WORK INSTRUCTIONS: Update the listing from the line with "the black beard." through the end of the listing, replacing "target phrase" with "search phrase" and leaving everything else unchanged. Give back only those lines.

Listing from a point labeling set:
(begin)

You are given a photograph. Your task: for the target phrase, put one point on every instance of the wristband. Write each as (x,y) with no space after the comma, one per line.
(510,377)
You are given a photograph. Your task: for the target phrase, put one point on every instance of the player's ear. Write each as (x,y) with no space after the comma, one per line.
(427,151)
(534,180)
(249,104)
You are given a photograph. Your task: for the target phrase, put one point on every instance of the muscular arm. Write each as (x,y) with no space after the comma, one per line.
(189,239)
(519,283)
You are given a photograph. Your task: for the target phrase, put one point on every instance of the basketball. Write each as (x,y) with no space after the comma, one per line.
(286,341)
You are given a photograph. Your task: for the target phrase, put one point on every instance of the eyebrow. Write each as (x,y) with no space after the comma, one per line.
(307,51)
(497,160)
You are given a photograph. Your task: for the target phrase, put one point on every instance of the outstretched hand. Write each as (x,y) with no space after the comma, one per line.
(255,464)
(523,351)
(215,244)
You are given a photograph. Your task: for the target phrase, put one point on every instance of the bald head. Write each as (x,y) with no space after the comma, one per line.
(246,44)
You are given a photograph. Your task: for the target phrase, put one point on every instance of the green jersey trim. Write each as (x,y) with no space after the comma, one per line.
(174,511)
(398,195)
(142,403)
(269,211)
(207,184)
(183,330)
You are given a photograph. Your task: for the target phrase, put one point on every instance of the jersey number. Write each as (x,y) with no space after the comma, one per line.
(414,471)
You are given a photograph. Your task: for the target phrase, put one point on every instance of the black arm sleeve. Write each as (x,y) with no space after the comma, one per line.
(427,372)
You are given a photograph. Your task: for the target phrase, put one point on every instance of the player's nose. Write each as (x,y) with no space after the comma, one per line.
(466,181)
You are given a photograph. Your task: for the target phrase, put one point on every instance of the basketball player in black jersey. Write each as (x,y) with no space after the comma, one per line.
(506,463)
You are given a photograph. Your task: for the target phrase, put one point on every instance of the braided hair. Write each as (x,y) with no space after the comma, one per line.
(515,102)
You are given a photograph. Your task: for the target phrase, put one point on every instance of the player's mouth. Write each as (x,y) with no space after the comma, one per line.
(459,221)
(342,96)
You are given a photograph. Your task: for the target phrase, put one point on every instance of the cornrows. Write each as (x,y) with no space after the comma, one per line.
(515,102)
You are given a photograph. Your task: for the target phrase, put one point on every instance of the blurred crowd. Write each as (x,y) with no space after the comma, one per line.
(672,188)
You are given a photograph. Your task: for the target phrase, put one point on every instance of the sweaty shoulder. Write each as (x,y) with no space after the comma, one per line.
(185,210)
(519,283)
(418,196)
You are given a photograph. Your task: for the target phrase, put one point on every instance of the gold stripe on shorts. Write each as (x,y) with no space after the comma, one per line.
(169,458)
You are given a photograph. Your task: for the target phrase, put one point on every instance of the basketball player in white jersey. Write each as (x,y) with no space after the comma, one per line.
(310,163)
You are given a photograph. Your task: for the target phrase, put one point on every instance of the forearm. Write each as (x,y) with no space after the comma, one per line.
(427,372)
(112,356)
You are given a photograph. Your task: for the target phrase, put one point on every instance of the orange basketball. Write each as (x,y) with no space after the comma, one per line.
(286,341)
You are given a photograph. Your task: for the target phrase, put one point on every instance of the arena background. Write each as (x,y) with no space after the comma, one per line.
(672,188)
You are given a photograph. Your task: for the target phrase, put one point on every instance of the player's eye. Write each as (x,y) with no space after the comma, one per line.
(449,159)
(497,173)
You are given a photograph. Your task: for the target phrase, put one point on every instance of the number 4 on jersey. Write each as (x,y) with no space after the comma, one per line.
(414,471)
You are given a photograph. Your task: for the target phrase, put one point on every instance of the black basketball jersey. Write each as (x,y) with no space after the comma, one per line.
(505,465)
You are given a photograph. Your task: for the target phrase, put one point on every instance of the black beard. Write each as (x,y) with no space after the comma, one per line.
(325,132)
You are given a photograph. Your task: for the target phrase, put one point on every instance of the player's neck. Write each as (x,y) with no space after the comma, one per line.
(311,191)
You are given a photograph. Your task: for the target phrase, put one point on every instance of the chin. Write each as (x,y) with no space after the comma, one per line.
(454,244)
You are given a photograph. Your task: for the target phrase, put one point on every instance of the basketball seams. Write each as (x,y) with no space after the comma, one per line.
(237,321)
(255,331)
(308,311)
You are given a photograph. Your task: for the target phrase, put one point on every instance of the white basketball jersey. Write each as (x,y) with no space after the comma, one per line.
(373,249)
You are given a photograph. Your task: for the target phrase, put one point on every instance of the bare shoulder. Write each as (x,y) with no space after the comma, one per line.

(end)

TASK ANSWER:
You are given a photograph. Your task: for the search phrase, put one point on every instance of the black beard. Write each as (x,y) with no space after the comma, one per line.
(325,132)
You are given a photograph. Your task: for the search phrase, put one point on every instance of the player's neck. Write each as (x,y) with no space after the comma, one per line.
(311,191)
You are given a photograph. Your task: for the search phrase, put one point on every instance of the chin. Write each as (x,y) with no space after the comma, one per line.
(454,244)
You are given a photograph. Your task: for the search phrase, put one point on every instance of the basketball seams. Write each as (x,y) with no space after the comma, one per line.
(237,321)
(255,331)
(308,311)
You are given a photograph. Your task: for the search phrase, put one point on every instance of the white basketball jersey. Write each as (x,y) with no space after the comma, one per line.
(373,249)
You are given a photograph. Your task: for the search phrase, put one point on every instance of the bare shoulder. Write each as (x,y) with no space after the comma, one per line.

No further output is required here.